Os púlpitos e altares de algumas igrejas evangélicas e católicas no Brasil, têm sido transformados nas últimas décadas, em palanques eleitorais, com aval de determinadas lideranças religiosas.

Políticos com vida sob suspeição, totalmente descompromissados com a fé cristã, que vivem uma vida profana, fazem uso do Altar, sob a benção de padres, reverendos e pastores, prometendo benefício para a comunidade religiosa, caso sejam eleitos. ‘A defesa da Fé’, será?

A história tem revelado ser bem diferente. Por isso vale o alerta em tempos de eleições .

Que os fiéis não se deixem levar por ações de engano e manipulação, e não se esqueça que o altar ou o púlpito da igreja é lugar santo.

A representação política em todos os segmentos da sociedade é salutar, e necessária, porém o ‘altar da paróquia’ ou o ‘púlpito da igreja evangélica’ é local de oração e adoração a Deus, e o ‘palanque eleitoral’ é o espaço para o político pedir voto independente da religião.

O que passar disto é ilegal. É ‘Crime Eleitoral’.

Está é a minha opinião. Este é o meu ponto de vista.

**Extrato de dados**.
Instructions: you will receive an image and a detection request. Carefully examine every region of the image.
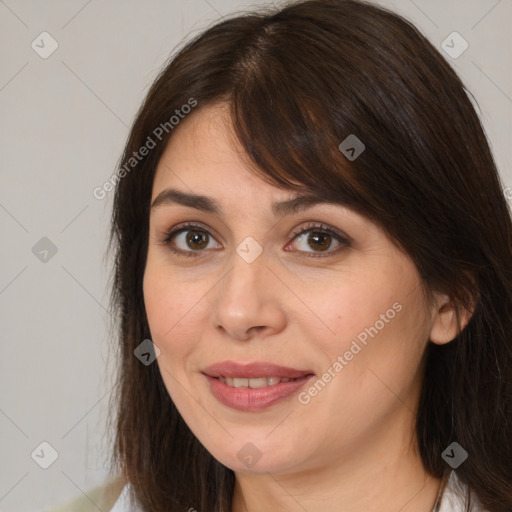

**Tarefas obrigatórias**.
1. Transcreva o trecho do artigo a partir das palavras "A história tem" até as palavras "é lugar santo.", inclusive.
2. De acordo com o artigo, qual é o espaço próprio para o político pedir voto?

**Respostas por tarefa**.
1.
A história tem revelado ser bem diferente. Por isso vale o alerta em tempos de eleições .

Que os fiéis não se deixem levar por ações de engano e manipulação, e não se esqueça que o altar ou o púlpito da igreja é lugar santo.

2. O palanque eleitoral.